• Exercise
If an entry below contains an image, drop the image and retype the rest exactly.

[[ Materials provided, beginning ]]

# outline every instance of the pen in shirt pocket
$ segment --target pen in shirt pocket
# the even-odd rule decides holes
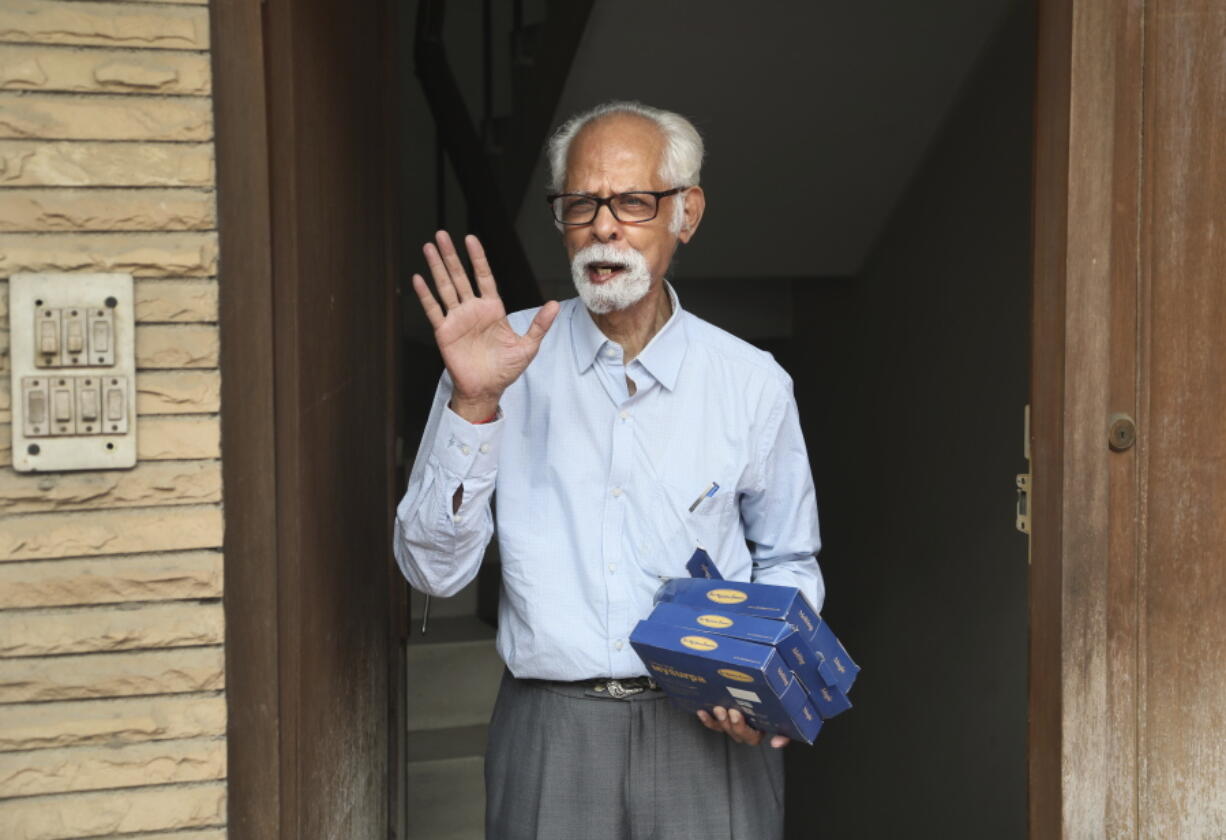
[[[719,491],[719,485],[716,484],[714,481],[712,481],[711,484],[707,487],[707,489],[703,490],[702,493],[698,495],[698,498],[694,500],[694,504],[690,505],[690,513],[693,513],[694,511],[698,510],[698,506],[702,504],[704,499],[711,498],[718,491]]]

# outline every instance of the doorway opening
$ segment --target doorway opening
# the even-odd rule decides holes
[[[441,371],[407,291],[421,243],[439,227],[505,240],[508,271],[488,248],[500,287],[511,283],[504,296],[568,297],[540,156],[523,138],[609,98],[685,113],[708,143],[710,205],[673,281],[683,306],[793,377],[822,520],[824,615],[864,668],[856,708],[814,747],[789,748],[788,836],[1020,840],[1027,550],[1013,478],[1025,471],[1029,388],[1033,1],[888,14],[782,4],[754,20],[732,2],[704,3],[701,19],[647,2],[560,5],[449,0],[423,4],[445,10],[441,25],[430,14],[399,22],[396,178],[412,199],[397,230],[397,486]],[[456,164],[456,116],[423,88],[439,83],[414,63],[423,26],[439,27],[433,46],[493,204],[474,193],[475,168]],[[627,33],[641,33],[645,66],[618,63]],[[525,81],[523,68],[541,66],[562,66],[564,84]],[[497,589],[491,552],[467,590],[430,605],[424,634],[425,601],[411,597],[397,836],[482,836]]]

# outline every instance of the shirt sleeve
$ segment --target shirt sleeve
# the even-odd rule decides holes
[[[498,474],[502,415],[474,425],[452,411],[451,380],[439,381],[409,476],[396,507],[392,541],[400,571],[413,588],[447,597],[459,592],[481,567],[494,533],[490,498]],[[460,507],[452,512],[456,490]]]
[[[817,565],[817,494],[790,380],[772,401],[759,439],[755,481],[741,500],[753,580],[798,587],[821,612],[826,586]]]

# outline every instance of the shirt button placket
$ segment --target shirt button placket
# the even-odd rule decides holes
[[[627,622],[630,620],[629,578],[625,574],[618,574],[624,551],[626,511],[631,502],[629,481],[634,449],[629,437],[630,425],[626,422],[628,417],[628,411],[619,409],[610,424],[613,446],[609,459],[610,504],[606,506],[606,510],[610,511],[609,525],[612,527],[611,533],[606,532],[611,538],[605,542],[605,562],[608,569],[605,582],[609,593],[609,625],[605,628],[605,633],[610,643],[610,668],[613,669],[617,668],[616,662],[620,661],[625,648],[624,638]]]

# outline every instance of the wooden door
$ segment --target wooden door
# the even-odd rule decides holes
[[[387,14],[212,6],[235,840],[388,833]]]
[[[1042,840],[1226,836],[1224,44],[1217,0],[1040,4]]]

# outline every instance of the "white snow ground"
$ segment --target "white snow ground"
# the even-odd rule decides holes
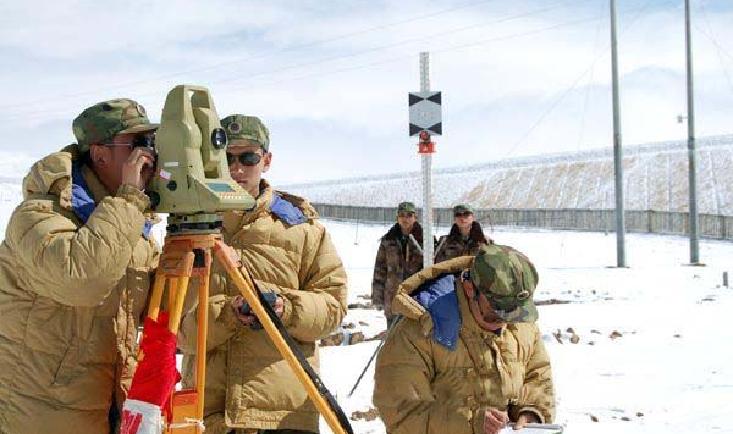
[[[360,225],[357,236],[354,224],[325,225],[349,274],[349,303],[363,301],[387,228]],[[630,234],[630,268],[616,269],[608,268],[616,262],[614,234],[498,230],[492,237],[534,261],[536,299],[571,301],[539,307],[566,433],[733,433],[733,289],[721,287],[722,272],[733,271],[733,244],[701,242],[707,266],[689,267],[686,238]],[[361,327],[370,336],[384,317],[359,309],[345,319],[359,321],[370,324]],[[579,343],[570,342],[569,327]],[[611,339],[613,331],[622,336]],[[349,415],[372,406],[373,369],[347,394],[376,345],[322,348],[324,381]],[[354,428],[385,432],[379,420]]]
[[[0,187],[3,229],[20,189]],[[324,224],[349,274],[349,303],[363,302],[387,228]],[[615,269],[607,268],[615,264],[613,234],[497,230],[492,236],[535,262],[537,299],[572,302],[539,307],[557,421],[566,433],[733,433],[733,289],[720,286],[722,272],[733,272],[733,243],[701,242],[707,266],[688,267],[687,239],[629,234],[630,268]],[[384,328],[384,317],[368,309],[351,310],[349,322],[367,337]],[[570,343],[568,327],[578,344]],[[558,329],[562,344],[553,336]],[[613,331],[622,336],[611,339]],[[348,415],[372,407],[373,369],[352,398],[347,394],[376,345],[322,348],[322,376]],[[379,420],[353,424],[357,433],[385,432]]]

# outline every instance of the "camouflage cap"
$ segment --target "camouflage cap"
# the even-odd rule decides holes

[[ Materials provided, end ]]

• Finished exercise
# outline every instance of the pen in shirt pocket
$ segment --target pen in shirt pocket
# the even-odd rule decides holes
[[[719,491],[719,485],[716,484],[714,481],[712,481],[711,484],[707,487],[707,489],[703,490],[702,493],[698,495],[698,498],[694,500],[694,504],[690,505],[690,513],[693,513],[694,511],[698,510],[698,506],[702,504],[704,499],[711,498],[718,491]]]

# outline every instance of the doorway opening
$ segment --target doorway opening
# the even-odd rule decides holes
[[[441,371],[407,291],[421,243],[439,227],[505,240],[508,271],[488,248],[500,287],[511,283],[504,296],[568,297],[540,156],[523,138],[609,98],[685,113],[708,143],[710,205],[673,281],[683,306],[793,377],[822,520],[824,615],[864,668],[856,708],[814,747],[789,748],[788,836],[1020,840],[1027,550],[1013,478],[1025,471],[1029,388],[1033,1],[888,14],[782,4],[754,20],[732,2],[704,3],[701,19],[647,2],[560,5],[449,0],[423,4],[445,10],[441,25],[430,14],[399,22],[396,178],[412,199],[397,230],[397,486]],[[456,164],[456,116],[423,88],[439,83],[414,63],[423,26],[439,27],[433,46],[493,204],[474,193],[475,168]],[[627,33],[641,33],[645,66],[618,63]],[[525,81],[523,68],[541,66],[562,66],[564,84]],[[497,589],[491,552],[467,590],[430,605],[424,634],[425,601],[411,597],[397,836],[482,836]]]

# outline every instance of the shirt sleeve
$ segment --target shirt sleeve
# the even-odd rule decides holes
[[[498,474],[502,415],[474,425],[452,411],[451,380],[439,381],[409,476],[396,507],[392,541],[400,571],[413,588],[447,597],[459,592],[481,567],[494,533],[490,498]],[[460,507],[452,512],[456,490]]]
[[[817,565],[817,494],[790,380],[772,401],[759,439],[755,481],[741,500],[753,580],[798,587],[821,612],[826,586]]]

# outline every instance of the shirt button placket
$ segment --target shirt button placket
# the even-odd rule decides holes
[[[627,622],[630,620],[629,578],[625,574],[618,574],[624,551],[626,511],[631,502],[629,481],[634,449],[629,437],[630,425],[626,422],[628,417],[628,411],[619,409],[610,424],[613,446],[609,459],[610,504],[606,506],[606,510],[610,511],[609,525],[612,527],[611,533],[606,532],[611,538],[605,542],[605,562],[608,569],[605,582],[609,593],[609,625],[605,628],[605,633],[610,643],[610,668],[613,669],[617,668],[616,662],[620,661],[625,648],[624,638]]]

# outline every instance of the wooden door
$ segment --target wooden door
# the even-odd rule decides holes
[[[387,14],[212,6],[235,840],[388,833]]]
[[[1042,840],[1226,836],[1224,44],[1217,0],[1040,4]]]

# outline every instance of the "white snow ground"
$ segment --target "white snow ground"
# the even-odd rule decides holes
[[[360,225],[357,236],[354,224],[325,225],[349,274],[349,303],[363,301],[387,228]],[[630,234],[630,268],[616,269],[608,268],[616,262],[614,234],[498,230],[492,237],[534,261],[536,299],[571,301],[539,307],[566,433],[733,433],[733,289],[721,287],[722,272],[733,271],[733,244],[701,242],[707,266],[689,267],[686,238]],[[361,327],[370,336],[384,317],[359,309],[345,319],[359,321],[370,324]],[[579,343],[570,342],[569,327]],[[611,339],[613,331],[622,336]],[[349,415],[372,406],[373,369],[347,394],[376,345],[322,348],[324,381]],[[354,428],[385,432],[379,420]]]
[[[0,187],[3,229],[20,189]],[[324,224],[349,274],[349,303],[363,302],[387,228]],[[615,269],[607,268],[615,264],[613,234],[497,230],[492,236],[535,262],[537,299],[572,302],[539,307],[557,421],[566,433],[733,433],[733,289],[720,286],[722,272],[733,272],[733,243],[701,242],[707,266],[688,267],[687,239],[629,234],[630,268]],[[384,328],[384,317],[368,309],[351,310],[349,322],[367,337]],[[570,343],[568,327],[578,344]],[[558,329],[562,344],[553,336]],[[613,331],[622,336],[611,339]],[[348,415],[372,407],[373,369],[352,398],[347,394],[376,345],[322,348],[322,376]],[[379,420],[353,424],[357,433],[385,432]]]

# outline every instance of the "camouflage cap"
$ segment --target "camouflage cap"
# the even-odd rule decides holes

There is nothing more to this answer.